Reproduce the court opinion below word for word, with no changes.

**PASSAGE**
>> begin

U.S. v. McLaughlin

Decision Date20 October 2004
Docket NumberNo. 00-2550.,00-2550.
Citation386 F.3d 547
PartiesUNITED STATES of America v. Steven McLAUGHLIN, Appellant.
CourtU.S. Court of Appeals — Third Circuit

Appeal from the United States District Court for the Eastern District of Pennsylvania, Jan E. DuBois, J.

COPYRIGHT MATERIAL OMITTED

Stephen James Binhak, Key Biscayne, for Appellant.

Patrick L. Meehan, United States Attorney, Laurie Magid, Deputy United States Attorney for Policy and Appeals, Robert A. Zauzmer, Assistant United States Attorney Senior Appellate Counsel, Bea L. Witzleben, Assistant United States Attorney, Kathy A. Stark, Philadelphia, for Appellee.

Before SLOVITER, VAN ANTWERPEN and COWEN, Circuit Judges.

OPINION OF THE COURT

SLOVITER, Circuit Judge.

This is an appeal by Steven McLaughlin from his conviction and sentence following a jury trial on a superceding indictment charging him with conspiracy in violation of 18 U.S.C. § 371, multiple counts of stealing and embezzling union funds in violation of 29 U.S.C. § 501(c) and 18 U.S.C. § 2, one count of failing to disclose material facts in a report filed with the Secretary of the Department of Labor ("DOL") in violation of 29 U.S.C. §§ 431, 439(b), and perjury in violation of 18 U.S.C. § 1623.

The principal issue presented is whether the District Court erred by instructing the jury that materiality was a question of law, rather than fact, for purposes of 18 U.S.C. § 1623 and 29 U.S.C. § 439(b) and, if so, whether such error was harmless.1

I.

>> end

**RECORDS**
>> begin

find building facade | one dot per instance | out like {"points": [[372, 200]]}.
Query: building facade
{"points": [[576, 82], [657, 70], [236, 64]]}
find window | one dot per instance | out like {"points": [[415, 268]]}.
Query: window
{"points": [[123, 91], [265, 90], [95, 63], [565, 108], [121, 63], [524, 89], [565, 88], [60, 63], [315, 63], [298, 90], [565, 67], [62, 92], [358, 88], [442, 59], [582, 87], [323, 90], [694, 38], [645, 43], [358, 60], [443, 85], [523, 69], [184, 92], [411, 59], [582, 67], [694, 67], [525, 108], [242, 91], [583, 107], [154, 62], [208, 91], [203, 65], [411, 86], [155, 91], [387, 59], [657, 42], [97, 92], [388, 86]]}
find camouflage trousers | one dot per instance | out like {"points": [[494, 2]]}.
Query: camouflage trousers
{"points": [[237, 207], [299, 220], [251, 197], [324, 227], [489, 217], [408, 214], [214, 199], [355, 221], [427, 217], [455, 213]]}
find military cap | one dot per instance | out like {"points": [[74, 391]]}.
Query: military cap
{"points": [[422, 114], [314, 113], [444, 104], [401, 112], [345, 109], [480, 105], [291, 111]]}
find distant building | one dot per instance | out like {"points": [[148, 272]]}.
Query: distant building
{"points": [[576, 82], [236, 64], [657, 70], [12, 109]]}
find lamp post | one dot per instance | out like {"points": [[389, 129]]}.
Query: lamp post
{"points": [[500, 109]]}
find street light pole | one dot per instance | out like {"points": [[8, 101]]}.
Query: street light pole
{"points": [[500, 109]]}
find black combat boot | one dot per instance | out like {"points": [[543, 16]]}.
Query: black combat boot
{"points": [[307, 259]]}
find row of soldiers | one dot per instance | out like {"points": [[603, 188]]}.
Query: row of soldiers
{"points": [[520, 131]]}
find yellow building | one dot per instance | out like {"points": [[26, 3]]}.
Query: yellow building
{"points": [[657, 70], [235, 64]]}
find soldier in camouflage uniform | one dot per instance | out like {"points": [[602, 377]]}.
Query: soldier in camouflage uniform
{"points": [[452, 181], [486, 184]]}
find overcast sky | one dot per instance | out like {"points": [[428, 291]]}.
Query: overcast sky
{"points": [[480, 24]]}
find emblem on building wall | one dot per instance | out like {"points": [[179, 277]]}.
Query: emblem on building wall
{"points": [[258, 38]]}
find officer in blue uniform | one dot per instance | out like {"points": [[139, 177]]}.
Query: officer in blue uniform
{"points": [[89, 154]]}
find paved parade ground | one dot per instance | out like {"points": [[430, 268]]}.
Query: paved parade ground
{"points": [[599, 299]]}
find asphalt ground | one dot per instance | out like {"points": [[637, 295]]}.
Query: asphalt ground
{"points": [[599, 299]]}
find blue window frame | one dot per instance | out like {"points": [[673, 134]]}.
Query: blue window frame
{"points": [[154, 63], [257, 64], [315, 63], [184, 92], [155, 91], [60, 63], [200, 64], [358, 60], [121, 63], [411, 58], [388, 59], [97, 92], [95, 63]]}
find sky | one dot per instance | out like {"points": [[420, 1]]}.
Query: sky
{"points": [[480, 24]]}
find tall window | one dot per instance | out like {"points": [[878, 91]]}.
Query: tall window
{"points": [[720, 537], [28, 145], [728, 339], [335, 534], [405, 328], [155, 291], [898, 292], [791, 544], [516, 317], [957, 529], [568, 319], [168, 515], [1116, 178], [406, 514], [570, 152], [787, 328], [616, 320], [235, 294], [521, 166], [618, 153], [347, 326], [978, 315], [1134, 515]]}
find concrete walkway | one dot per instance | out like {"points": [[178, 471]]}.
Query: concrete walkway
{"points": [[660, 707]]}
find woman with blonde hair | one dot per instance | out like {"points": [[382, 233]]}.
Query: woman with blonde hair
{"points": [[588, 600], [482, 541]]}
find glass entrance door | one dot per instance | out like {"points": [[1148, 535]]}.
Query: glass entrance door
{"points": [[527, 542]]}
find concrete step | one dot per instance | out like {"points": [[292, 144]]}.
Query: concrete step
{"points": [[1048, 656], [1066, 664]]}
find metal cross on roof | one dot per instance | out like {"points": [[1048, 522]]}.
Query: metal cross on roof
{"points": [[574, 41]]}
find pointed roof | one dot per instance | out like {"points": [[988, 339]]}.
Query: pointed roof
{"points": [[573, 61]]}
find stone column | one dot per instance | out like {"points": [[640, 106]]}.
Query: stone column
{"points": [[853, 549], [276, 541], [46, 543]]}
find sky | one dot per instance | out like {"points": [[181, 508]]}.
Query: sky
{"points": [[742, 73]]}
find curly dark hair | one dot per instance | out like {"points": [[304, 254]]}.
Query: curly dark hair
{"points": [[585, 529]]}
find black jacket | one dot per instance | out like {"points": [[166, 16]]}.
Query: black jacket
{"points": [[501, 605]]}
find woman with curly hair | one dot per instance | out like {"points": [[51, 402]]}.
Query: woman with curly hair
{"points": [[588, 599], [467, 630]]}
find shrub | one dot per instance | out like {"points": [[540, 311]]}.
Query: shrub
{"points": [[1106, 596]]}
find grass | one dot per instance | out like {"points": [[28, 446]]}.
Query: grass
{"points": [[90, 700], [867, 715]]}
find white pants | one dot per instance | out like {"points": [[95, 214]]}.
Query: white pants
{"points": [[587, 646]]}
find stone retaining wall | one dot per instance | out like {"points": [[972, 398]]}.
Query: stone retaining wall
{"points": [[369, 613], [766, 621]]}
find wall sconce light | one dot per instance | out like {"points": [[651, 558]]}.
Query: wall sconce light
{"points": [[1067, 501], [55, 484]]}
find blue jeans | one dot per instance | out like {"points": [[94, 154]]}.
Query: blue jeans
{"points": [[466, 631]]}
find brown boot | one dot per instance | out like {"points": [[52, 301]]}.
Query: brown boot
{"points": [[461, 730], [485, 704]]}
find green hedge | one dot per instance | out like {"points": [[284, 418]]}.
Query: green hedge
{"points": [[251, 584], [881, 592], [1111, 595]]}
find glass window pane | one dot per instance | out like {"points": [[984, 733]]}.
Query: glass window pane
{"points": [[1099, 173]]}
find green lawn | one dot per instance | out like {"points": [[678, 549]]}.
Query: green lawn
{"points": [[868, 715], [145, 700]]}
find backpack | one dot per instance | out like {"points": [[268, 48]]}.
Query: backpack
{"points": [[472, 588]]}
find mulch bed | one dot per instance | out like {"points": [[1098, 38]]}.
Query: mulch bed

>> end

**TASK RESPONSE**
U.S. v. McLaughlin

Decision Date20 October 2004
Docket NumberNo. 00-2550.,00-2550.
Citation386 F.3d 547
PartiesUNITED STATES of America v. Steven McLAUGHLIN, Appellant.
CourtU.S. Court of Appeals — Third Circuit

Appeal from the United States District Court for the Eastern District of Pennsylvania, Jan E. DuBois, J.

COPYRIGHT MATERIAL OMITTED

Stephen James Binhak, Key Biscayne, for Appellant.

Patrick L. Meehan, United States Attorney, Laurie Magid, Deputy United States Attorney for Policy and Appeals, Robert A. Zauzmer, Assistant United States Attorney Senior Appellate Counsel, Bea L. Witzleben, Assistant United States Attorney, Kathy A. Stark, Philadelphia, for Appellee.

Before SLOVITER, VAN ANTWERPEN and COWEN, Circuit Judges.

OPINION OF THE COURT

SLOVITER, Circuit Judge.

This is an appeal by Steven McLaughlin from his conviction and sentence following a jury trial on a superceding indictment charging him with conspiracy in violation of 18 U.S.C. § 371, multiple counts of stealing and embezzling union funds in violation of 29 U.S.C. § 501(c) and 18 U.S.C. § 2, one count of failing to disclose material facts in a report filed with the Secretary of the Department of Labor ("DOL") in violation of 29 U.S.C. §§ 431, 439(b), and perjury in violation of 18 U.S.C. § 1623.

The principal issue presented is whether the District Court erred by instructing the jury that materiality was a question of law, rather than fact, for purposes of 18 U.S.C. § 1623 and 29 U.S.C. § 439(b) and, if so, whether such error was harmless.1

I.